▸ **The request**:
Copy out the records in full, word for word, without pictures.

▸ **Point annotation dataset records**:
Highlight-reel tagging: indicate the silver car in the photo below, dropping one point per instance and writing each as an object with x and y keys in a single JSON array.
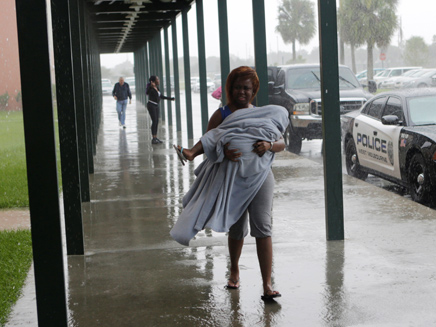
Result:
[{"x": 425, "y": 80}]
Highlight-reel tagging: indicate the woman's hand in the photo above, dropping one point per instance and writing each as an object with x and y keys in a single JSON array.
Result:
[
  {"x": 232, "y": 155},
  {"x": 260, "y": 147}
]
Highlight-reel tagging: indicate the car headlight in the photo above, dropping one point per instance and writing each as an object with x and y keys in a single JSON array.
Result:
[{"x": 301, "y": 109}]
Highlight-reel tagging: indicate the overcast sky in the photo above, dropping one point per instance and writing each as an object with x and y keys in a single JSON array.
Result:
[{"x": 417, "y": 20}]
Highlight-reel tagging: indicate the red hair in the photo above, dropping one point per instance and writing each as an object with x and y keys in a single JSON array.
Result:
[{"x": 243, "y": 72}]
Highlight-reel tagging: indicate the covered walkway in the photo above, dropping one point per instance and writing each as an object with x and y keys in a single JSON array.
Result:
[{"x": 134, "y": 274}]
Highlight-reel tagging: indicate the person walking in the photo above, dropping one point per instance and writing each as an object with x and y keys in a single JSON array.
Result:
[
  {"x": 154, "y": 97},
  {"x": 241, "y": 87},
  {"x": 121, "y": 93}
]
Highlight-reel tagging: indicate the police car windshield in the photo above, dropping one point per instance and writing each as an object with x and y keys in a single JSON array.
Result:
[
  {"x": 422, "y": 110},
  {"x": 309, "y": 78}
]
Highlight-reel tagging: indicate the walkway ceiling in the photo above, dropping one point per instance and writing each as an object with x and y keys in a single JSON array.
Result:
[{"x": 125, "y": 25}]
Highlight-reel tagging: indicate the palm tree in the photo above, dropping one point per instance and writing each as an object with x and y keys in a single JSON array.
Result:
[
  {"x": 350, "y": 32},
  {"x": 376, "y": 21},
  {"x": 296, "y": 22},
  {"x": 416, "y": 52}
]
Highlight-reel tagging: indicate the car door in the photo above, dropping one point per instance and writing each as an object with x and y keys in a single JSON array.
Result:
[
  {"x": 390, "y": 135},
  {"x": 370, "y": 149}
]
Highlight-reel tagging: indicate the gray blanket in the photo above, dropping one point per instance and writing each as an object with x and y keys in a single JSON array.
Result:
[{"x": 223, "y": 189}]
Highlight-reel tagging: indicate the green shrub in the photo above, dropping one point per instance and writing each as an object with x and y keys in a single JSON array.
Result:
[
  {"x": 4, "y": 99},
  {"x": 15, "y": 261}
]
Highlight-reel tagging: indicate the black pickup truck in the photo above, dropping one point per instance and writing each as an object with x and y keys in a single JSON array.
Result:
[{"x": 298, "y": 89}]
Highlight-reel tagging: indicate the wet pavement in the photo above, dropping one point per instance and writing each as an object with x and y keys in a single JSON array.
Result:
[{"x": 134, "y": 274}]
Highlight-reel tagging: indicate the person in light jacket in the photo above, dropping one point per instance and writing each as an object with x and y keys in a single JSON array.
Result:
[
  {"x": 154, "y": 97},
  {"x": 120, "y": 93}
]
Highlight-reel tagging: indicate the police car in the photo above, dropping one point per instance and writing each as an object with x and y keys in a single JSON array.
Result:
[{"x": 393, "y": 136}]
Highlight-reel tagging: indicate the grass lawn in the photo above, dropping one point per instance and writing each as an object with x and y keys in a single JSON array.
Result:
[
  {"x": 15, "y": 260},
  {"x": 13, "y": 176}
]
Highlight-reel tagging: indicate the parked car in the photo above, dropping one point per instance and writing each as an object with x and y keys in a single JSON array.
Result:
[
  {"x": 362, "y": 76},
  {"x": 131, "y": 82},
  {"x": 391, "y": 72},
  {"x": 393, "y": 136},
  {"x": 210, "y": 85},
  {"x": 298, "y": 89},
  {"x": 217, "y": 80},
  {"x": 391, "y": 83},
  {"x": 163, "y": 84},
  {"x": 424, "y": 80},
  {"x": 106, "y": 86}
]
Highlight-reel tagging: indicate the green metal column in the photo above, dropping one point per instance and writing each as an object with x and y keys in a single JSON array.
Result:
[
  {"x": 79, "y": 99},
  {"x": 176, "y": 75},
  {"x": 168, "y": 76},
  {"x": 260, "y": 56},
  {"x": 39, "y": 133},
  {"x": 202, "y": 66},
  {"x": 86, "y": 87},
  {"x": 331, "y": 126},
  {"x": 147, "y": 66},
  {"x": 224, "y": 45},
  {"x": 67, "y": 127},
  {"x": 187, "y": 66},
  {"x": 160, "y": 72}
]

▸ **Result**:
Highlight-reel tagging: indicate the silver car in the photo below, dropping one point per instance and writing each as an object with x and y keys in a single JSON array.
Result:
[{"x": 425, "y": 80}]
Highlight-reel tagging: indicate the woman's hand in the photo above, dropping one point per instance and writing each as an object with x and y keys in a single JSON array.
Result:
[
  {"x": 232, "y": 155},
  {"x": 260, "y": 147}
]
Highlight-reel tagging: indicate the car headlight in the photo above, dropping one point per instance and writing each as an object with x and y keys in a single JSON array.
Result:
[{"x": 301, "y": 109}]
Highlight-reel tagging: indicate the overcast sky in the photo above, dropping one point per instance and writing each as an object with x and y keys in a single JSON array.
Result:
[{"x": 417, "y": 20}]
Highlight-reel tagging: indicate the red hair in the photo above, dropping one point per instance and writing each as an object with x and y keys in a single JSON array.
Result:
[{"x": 243, "y": 72}]
Highlight-reel tagging: indicate the covered walkway in the photo above, dropping one point per instance and writing each as an object with x and y keys in a single JSON array.
Result:
[{"x": 134, "y": 274}]
Highlight-reel tagging: indicate the person walking in the photo above, dropping one point per instance and writing each as an object with x and y keys in a single JSON array.
Result:
[
  {"x": 154, "y": 97},
  {"x": 241, "y": 87},
  {"x": 121, "y": 93}
]
Highlight-reel tagging: indicate the police car windshield in the photo above, dropping one point per instance and writing each as an object with x and y keys in a single JSON array.
Result:
[
  {"x": 422, "y": 110},
  {"x": 309, "y": 78}
]
Highlight-reel tagging: indicate the walkway ceiling in the photo above, dropping one point per instance and writing each as an object with x and y keys in a single JSON array.
Result:
[{"x": 125, "y": 25}]
Highlight-reel tagging: indicate the palm tree in the photo above, dropping one point per instance and writing each as an object with x and y keys in a single JSON array.
Result:
[
  {"x": 350, "y": 32},
  {"x": 376, "y": 21},
  {"x": 296, "y": 22},
  {"x": 416, "y": 52}
]
Highlight-reel tagging: indicate the car door in the photo above, dropping one point per instance and writing each as an object with x and y keys in a single JSON array.
Result:
[
  {"x": 390, "y": 135},
  {"x": 370, "y": 149}
]
Highlight-reel tagging: indicate the gray blanket in the photo above, dropping one point per instance and writing each as an object with x and y keys in a single JSON array.
Result:
[{"x": 223, "y": 189}]
Highlight-reel tagging: indicate the green shrub in the photo above, dropping one point per instance and writing each as an object with x and y keys in a single JSON array.
Result:
[
  {"x": 4, "y": 99},
  {"x": 15, "y": 261}
]
Highlight-reel tagging: indicate the black pickup truck in the photo above, dropping one point per instance and writing each as an object with x and y keys in a single JSON array.
Result:
[{"x": 298, "y": 89}]
Highlight-reel tagging: indicate the wet pavement in the photo above, dropping one point per instance and writing each as an object with x and y keys in a single JSON array.
Result:
[{"x": 134, "y": 274}]
Highlight-reel tagging: indicate the person in light jacket in the photo above, dropping one point per instance and writing each as an object with x and y keys in a single JSON array.
Result:
[
  {"x": 154, "y": 97},
  {"x": 120, "y": 93}
]
Highlight-reel tagging: indicate the police car in the photo above, dropping one point per instance and writing each as an object with x and y keys in a single JSON array.
Result:
[{"x": 393, "y": 136}]
Highlight-reel tagging: indicate the grass lawn in the photo above, dropping one point per instance and writing each as an object with x and y keys in a single JSON array.
Result:
[
  {"x": 15, "y": 260},
  {"x": 13, "y": 176}
]
Highlight-reel tagging: indicate the parked car in the photo above, dropping one point per instance and writing each as an object with x and y keys in a single JSON array.
Result:
[
  {"x": 362, "y": 76},
  {"x": 131, "y": 82},
  {"x": 391, "y": 72},
  {"x": 393, "y": 136},
  {"x": 210, "y": 85},
  {"x": 298, "y": 89},
  {"x": 217, "y": 80},
  {"x": 391, "y": 83},
  {"x": 163, "y": 84},
  {"x": 424, "y": 80},
  {"x": 106, "y": 86}
]
Highlight-reel tagging: indicate the green metal column in the photo above, dropping one point per instance and writing each as an object with x and y keys in a single JSON array.
Result:
[
  {"x": 79, "y": 99},
  {"x": 176, "y": 75},
  {"x": 168, "y": 76},
  {"x": 260, "y": 56},
  {"x": 39, "y": 133},
  {"x": 202, "y": 66},
  {"x": 86, "y": 87},
  {"x": 331, "y": 126},
  {"x": 147, "y": 66},
  {"x": 224, "y": 45},
  {"x": 67, "y": 127},
  {"x": 187, "y": 66},
  {"x": 160, "y": 72}
]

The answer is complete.